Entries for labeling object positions

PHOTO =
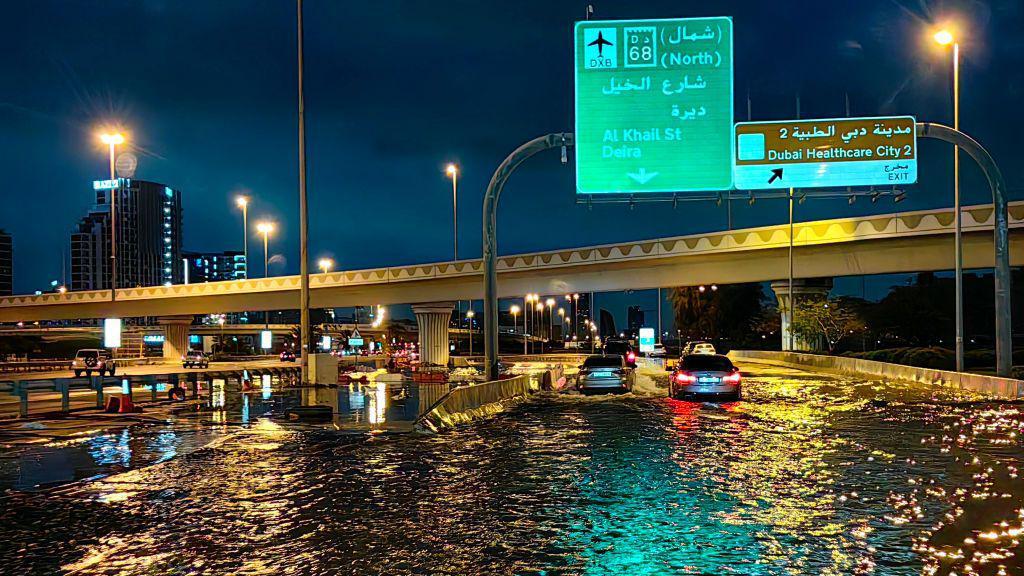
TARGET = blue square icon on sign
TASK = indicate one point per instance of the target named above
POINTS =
(752, 147)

DIRECTIONS FOR THIS TASK :: Copy out every line of the records above, requests included, but increase each point coordinate in the answers by 115. Leave the pictures out.

EXERCISE OUTPUT ::
PHOTO =
TARGET = blue square icon on sign
TASK = indicate one point per instance of the target named above
POINTS =
(867, 262)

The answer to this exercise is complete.